=== Section Start ===
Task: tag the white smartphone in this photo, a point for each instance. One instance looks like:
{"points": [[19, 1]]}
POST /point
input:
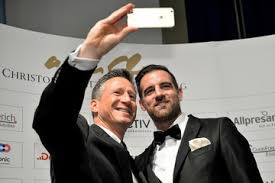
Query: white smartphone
{"points": [[151, 18]]}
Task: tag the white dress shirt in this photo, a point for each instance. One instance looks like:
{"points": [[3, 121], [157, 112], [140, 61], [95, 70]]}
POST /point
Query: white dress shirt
{"points": [[164, 156], [113, 136]]}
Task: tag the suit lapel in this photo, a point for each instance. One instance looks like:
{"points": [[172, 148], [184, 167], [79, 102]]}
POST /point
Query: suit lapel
{"points": [[119, 152], [191, 131], [143, 163]]}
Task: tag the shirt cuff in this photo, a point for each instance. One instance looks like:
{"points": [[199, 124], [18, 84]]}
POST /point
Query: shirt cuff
{"points": [[83, 64]]}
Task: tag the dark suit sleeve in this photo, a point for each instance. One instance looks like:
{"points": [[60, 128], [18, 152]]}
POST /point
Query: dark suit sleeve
{"points": [[55, 119], [238, 157]]}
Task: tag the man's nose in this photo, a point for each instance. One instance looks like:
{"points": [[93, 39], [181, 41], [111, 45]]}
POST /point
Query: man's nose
{"points": [[159, 94], [126, 97]]}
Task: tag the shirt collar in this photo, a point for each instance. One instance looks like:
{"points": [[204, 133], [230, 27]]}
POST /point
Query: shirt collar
{"points": [[111, 134]]}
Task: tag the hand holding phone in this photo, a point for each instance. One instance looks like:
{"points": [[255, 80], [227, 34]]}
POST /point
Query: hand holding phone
{"points": [[151, 18]]}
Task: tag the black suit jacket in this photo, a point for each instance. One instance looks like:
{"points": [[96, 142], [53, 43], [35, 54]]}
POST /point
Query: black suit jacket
{"points": [[228, 159], [79, 153]]}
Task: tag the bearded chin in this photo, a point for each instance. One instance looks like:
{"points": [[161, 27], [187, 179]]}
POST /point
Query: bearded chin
{"points": [[169, 115]]}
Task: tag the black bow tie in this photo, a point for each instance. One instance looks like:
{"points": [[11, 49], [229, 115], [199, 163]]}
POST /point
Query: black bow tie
{"points": [[174, 132]]}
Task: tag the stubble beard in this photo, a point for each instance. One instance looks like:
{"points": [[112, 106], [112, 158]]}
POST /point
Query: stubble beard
{"points": [[168, 116]]}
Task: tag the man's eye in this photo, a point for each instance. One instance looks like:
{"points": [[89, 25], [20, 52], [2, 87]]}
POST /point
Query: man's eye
{"points": [[148, 92], [166, 86]]}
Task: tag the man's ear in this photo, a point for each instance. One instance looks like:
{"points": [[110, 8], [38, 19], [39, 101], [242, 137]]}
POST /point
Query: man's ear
=== Section End ===
Problem description: What you give back must be the data above, reproduced exactly and free of pictures.

Problem solution:
Task: tag the white smartphone in this photo, a point for each instance. One instance looks like:
{"points": [[19, 1]]}
POST /point
input:
Query: white smartphone
{"points": [[151, 18]]}
Task: tag the white dress shirt in this photo, a point for each instance. One instance looks like:
{"points": [[3, 121], [157, 112], [140, 61], [95, 70]]}
POST /point
Query: white dress shirt
{"points": [[164, 156], [113, 136]]}
Task: tag the suit lapel in this photo, a point for each instance. One instance looks like:
{"points": [[172, 148], [184, 167], [79, 102]]}
POST /point
Query: suit lapel
{"points": [[119, 152], [191, 131], [143, 163]]}
Task: tag the shirt cuff in this photo, a point for each instance. One instance looks like:
{"points": [[199, 124], [18, 84]]}
POST /point
Query: shirt cuff
{"points": [[83, 64]]}
Task: tag the dark suit sleeve in this photo, a point for each instance. One instance looks like:
{"points": [[60, 128], [18, 152]]}
POST /point
Query: dark suit sleeve
{"points": [[55, 119], [238, 157]]}
Task: tag the man's nose in this photo, a point for each instance. One instance looks like:
{"points": [[93, 39], [181, 41], [111, 45]]}
POST /point
Query: man's nose
{"points": [[159, 94], [126, 97]]}
Task: tag the shirt collar in this photo, a point for each instance. One instance looks like:
{"points": [[204, 133], [230, 27]]}
POST /point
Query: shirt collar
{"points": [[111, 134]]}
Task: tag the hand holding phone in this photo, a point for each instance. One instance looks like:
{"points": [[255, 80], [227, 34]]}
POST /point
Query: hand holding phone
{"points": [[151, 18]]}
Task: tag the black suit jacket in this photo, a point for each instance. One instance looks like:
{"points": [[96, 142], [53, 43], [35, 54]]}
POST /point
Query: black suit jacket
{"points": [[228, 159], [79, 153]]}
Task: tag the bearded chin in this photo, a point for each instance. One instance looks like:
{"points": [[161, 27], [187, 179]]}
POST /point
Query: bearded chin
{"points": [[169, 115]]}
Task: tag the black bow tie in this photo, a point for each instance. One instance looks like:
{"points": [[11, 49], [229, 115], [199, 163]]}
POST /point
Query: black bow tie
{"points": [[174, 132]]}
Task: tag the stubble beard in this photo, a point for each instance. One instance looks like:
{"points": [[112, 106], [112, 158]]}
POST /point
Query: stubble beard
{"points": [[168, 116]]}
Task: tag the man's eye in this photo, a point for each instance. One instance looks like:
{"points": [[89, 25], [20, 52], [2, 87]]}
POST /point
Query: man's eye
{"points": [[148, 92], [166, 86]]}
Task: tag the man's ear in this photo, a point for each instance. One instance looks like:
{"points": [[110, 8], [38, 19], [39, 101], [242, 137]]}
POST /point
Query: man's ear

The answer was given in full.